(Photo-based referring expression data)
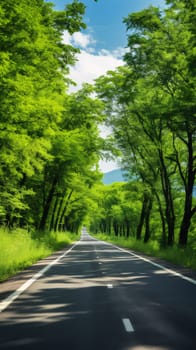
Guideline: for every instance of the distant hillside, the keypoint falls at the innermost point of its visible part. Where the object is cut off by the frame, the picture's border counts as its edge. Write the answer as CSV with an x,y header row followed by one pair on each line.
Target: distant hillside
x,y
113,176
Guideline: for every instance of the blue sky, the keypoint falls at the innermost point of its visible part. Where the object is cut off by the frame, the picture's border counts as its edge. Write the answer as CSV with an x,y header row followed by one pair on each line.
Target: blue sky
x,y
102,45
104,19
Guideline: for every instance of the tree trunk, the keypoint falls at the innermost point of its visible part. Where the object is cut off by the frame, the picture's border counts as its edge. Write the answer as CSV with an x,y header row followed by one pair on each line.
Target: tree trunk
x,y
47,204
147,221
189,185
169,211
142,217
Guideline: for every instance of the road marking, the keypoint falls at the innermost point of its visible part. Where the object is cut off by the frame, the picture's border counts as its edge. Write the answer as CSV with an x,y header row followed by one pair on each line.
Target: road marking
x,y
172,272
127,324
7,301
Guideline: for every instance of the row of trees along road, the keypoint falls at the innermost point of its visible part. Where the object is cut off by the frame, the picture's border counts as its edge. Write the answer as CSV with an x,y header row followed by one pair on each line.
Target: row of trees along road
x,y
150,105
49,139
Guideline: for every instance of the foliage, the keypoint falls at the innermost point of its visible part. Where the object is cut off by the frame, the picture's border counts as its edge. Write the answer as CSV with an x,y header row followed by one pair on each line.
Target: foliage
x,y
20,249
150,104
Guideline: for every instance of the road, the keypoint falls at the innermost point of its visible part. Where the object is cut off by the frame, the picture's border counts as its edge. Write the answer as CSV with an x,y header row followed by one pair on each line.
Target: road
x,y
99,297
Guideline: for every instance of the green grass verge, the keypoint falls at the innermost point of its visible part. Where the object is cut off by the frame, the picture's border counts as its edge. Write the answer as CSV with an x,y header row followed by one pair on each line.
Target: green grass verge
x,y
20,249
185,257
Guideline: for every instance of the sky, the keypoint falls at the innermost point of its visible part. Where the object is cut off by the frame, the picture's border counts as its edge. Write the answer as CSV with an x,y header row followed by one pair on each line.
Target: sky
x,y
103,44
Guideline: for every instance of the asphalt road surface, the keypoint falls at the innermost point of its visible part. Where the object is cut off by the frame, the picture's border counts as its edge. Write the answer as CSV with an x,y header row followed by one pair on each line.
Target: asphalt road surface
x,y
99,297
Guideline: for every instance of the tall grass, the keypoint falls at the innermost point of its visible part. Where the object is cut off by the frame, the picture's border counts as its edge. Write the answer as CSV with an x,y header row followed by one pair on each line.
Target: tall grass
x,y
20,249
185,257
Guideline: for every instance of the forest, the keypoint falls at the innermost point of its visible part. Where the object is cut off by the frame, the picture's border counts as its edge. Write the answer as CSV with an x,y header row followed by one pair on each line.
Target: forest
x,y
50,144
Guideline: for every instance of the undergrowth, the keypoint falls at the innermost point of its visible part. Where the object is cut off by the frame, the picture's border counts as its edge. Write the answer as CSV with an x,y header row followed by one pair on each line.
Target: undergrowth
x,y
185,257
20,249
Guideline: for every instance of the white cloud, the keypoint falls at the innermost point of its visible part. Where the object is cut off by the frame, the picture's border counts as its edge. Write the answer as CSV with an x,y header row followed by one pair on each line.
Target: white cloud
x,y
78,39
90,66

## About this exercise
Hand back the data above exactly, leaving out all pictures.

## Result of the task
Guideline: for every instance of the distant hillside, the keypoint falls at the innermost point of its visible part. Where the object is cut off by the frame, the picture's border counts as its edge. Write the answer as CSV with an x,y header row followed by one pair on each line.
Target: distant hillside
x,y
113,176
Guideline: for every instance of the blue sky, the keypoint falls at the innermost point of its visible part. Where the object is cut off by the frame, the picture's border counts as its edge. Write the answer as CSV with an x,y header row followed by one pair on each line.
Target: blue sky
x,y
102,45
104,19
Guideline: for every instance of the tree trunk, the keypoint falls at the innermost point of its visible part. Where the object is cut off by the frame, the picture's border counts as its edge. Write the answer as CSV with an x,y header row followed by one pair on each line.
Target: tree trunk
x,y
47,204
147,221
189,185
169,211
142,217
Guideline: for every instance of the road marking, the keypoint falls at the innermost point of its visible part. Where the object is cut off by the frame, the picture's border counts as its edge. Write the answer as CSV with an x,y header row followed by one pair on each line.
Target: road marking
x,y
172,272
127,324
7,301
Guideline: for every instance of the row of trees along road, the keypoint falls at the innermost point of its visible part. Where the object is cut off by the frame, the picture's border counts as its edge. Write the answer as CSV with an x,y header row followed by one pair on each line.
Target: row of trees along road
x,y
150,105
49,139
Guideline: for every instance of the foliage, the keypoint falls at the innermost point of its visible part. Where the object is cut off by the frame, the picture's border counts as its edge. Write the answer as CSV with an x,y header row followed by one pair on each line.
Target: foliage
x,y
20,249
150,104
Guideline: for every instance of the road, the keypoint falls at the innermost point of its visible part. Where the object is cut off by the frame, the picture's border counts as its edge. Write the answer as CSV with an x,y header row followed by one pair on each line.
Target: road
x,y
99,297
Guideline: for every instance of the green grass verge, the keypoint falls at the innermost point of its visible part. Where the object is cut off by the frame, the picture's border counts as its edge. Write the answer as CSV with an x,y header row followed by one pair on each line.
Target: green grass verge
x,y
20,249
185,257
Guideline: for every instance of the sky, the keypoint falls at the innermost point of its visible part. Where the object is cut off by the frame, the picture's border counts as its edge. Write the answer as CSV with an x,y header row followed by one pair on each line.
Target: sky
x,y
103,44
Guideline: for every instance of the asphalt road surface, the keypoint falls at the innermost point of its visible part. Where the object is cut off by the frame, the picture's border counts as its edge. Write the answer as CSV with an x,y header row followed by one pair on each line.
Target: asphalt road surface
x,y
99,297
Guideline: for every instance of the tall grass, the keypoint falls at the innermost point of its visible part. Where the object is cut off by the frame, the picture's border counts as its edge. Write the answer as CSV with an x,y header row followed by one pair on each line.
Target: tall grass
x,y
20,249
185,257
Guideline: for every instance of the forest, the keypoint falls at the innermost point of its visible part. Where the object is cut off by the frame, the picture's border counts as its edge. Write the answer as CSV with an x,y header row followed by one pair on each line.
Target: forest
x,y
50,144
Guideline: for every instance of the undergrowth, the keypoint falls at the innermost point of its visible part. Where the object is cut off by the frame, the picture's border counts as its edge. Write the answer as CSV with an x,y header row followed by one pair on each line.
Target: undergrowth
x,y
185,257
20,249
Guideline: for every instance of the white cloud, the keypoint falls at the innermost point of its visible part. Where the object is cut off by the frame, the picture's border counts as its edge. Write the answer as CSV with an x,y header row followed by one pair on each line.
Target: white cloud
x,y
78,39
90,66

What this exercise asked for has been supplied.